§ **GIVEN PASSAGE**:

## Begin

TN 5 (04-12)

PR 05405.046 South Dakota

A. PR 12-067 Relationship of Claimant to NH Based on Arranged Marriage in State of South Dakota, NH – Tofan – REPLY

DATE: March 7, 2012

1. SYLLABUS

It is unclear whether South Dakota courts would consider the claimant’s arranged ceremonial marriage in Afghanistan invalid because of the lack of an official marriage certificate or deed; however, the claimant submitted sufficient evidence to support a presumption of a valid ceremonial marriage for entitlement purposes. 

2. OPINION

QUESTION PRESENTED

For benefit entitlement purposes, you asked whether South Dakota would consider the claimant’s arranged ceremonial marriage to the insured in Afghanistan valid.

SHORT ANSWER

For the reasons explained below, we are uncertain whether South Dakota courts would consider the marriage invalid for want of an official marriage certificate of deed. Nonetheless, we believe the claimant has provided sufficient evidence to support a presumption of a valid ceremonial marriage under POMS GN 00305.030. Therefore, she is entitled to auxiliary benefits on the insured’s record.

## End

§ **RAW DATA**:
## Begin

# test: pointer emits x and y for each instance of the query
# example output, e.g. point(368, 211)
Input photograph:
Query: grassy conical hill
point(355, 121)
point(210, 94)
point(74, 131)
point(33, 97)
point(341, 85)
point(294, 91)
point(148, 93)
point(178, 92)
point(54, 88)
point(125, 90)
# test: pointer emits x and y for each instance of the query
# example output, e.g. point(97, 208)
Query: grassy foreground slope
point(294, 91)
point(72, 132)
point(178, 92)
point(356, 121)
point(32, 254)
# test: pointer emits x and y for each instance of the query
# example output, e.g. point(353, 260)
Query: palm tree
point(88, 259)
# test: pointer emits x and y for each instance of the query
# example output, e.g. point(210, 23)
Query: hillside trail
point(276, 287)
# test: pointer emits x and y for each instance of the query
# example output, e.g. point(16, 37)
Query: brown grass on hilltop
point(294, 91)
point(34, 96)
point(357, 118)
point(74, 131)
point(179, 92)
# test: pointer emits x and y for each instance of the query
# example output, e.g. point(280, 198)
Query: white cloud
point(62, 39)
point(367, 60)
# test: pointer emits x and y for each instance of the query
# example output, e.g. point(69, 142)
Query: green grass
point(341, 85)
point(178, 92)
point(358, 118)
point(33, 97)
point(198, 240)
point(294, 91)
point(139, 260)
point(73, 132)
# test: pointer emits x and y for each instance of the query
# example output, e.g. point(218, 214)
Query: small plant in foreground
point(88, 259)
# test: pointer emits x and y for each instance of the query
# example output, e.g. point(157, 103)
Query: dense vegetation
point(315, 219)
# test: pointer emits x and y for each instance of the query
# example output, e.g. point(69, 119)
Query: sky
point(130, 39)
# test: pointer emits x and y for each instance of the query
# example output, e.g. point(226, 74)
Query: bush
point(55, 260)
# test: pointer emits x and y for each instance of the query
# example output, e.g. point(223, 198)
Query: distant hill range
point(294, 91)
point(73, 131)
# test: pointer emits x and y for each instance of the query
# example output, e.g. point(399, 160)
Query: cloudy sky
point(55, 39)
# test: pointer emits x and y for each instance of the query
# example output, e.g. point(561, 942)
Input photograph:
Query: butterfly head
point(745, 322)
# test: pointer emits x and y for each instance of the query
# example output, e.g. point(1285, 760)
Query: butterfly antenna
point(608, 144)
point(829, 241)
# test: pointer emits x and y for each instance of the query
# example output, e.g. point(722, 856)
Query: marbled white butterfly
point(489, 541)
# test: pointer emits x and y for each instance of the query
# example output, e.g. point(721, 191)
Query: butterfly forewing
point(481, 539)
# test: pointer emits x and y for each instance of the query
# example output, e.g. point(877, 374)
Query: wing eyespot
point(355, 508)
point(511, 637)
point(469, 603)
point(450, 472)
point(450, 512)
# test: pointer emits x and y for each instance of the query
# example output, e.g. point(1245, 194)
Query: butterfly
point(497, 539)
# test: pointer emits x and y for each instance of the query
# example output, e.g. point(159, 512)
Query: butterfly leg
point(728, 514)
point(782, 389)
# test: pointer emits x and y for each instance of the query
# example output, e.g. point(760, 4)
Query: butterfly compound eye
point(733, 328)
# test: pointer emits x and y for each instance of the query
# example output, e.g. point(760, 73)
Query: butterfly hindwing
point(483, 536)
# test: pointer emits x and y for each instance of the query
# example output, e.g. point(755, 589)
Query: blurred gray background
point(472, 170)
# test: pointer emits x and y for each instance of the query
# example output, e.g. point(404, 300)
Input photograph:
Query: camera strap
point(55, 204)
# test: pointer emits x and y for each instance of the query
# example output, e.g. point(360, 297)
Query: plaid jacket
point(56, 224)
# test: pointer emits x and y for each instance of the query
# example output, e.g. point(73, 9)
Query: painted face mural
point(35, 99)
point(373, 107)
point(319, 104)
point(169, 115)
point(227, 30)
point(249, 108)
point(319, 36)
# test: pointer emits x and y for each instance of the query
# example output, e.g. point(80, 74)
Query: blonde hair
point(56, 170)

## End

§ **TASKS TO PERFORM**:
[1] In the South Dakota marriage opinion, under which POMS section does the claimant's evidence support a presumption of a valid ceremonial marriage?
[2] Carry the South Dakota marriage opinion forward, starting after its final sentence.

§ **EXERCISE RESPONSES**:
[1] POMS GN 00305.030

[2]
BACKGROUND

According to information you provided, in October 2011, the claimant filed an application for auxiliary benefits as the insured’s wife based on an alleged “arranged” ceremonial marriage in Afghanistan. [1] The insured provided a detailed description of his “public wedding in Zermat/Afghanistan” to the claimant in August 1968, [2] and she concurred with his account. The claimant added that her family lost all of its belongings during the Russian invasion of Afghanistan, and that the United Nations and the immigration judge “who allowed [them] to come to USA as refugees [in September 1982] and then [to become] citizens” recognized their marriage. See attached SSA-795s (Statements of Claimant or Other Person).

In Statements of Marital Relationship completed by the claimant and the insured, see SSA-754-F4s, both alleged they promised to spend the rest of their lives together when they got married and have lived together continuously as husband and wife since August 1968. The claimant remarked that she believed she was legally married to the insured because “[i]n Afghanistan, a strange[] man [and] woman can only live together if they are legally married.” Both denied any promise of a future ceremonial marriage or ever living with another person as husband or wife. They provided the names, birthdates, and birthplaces of children born of the marriage, beginning in 1970 in Afghanistan. Both alleged they purchased and sold homes together and filed joint tax returns as husband and wife.

Friends of the family and the claimant and the insured’s children also completed statements. See SSA-753s (Statement Regarding Marriage). Each alleged the claimant and the insured refer to one another as husband and wife and have lived together continuously for many years.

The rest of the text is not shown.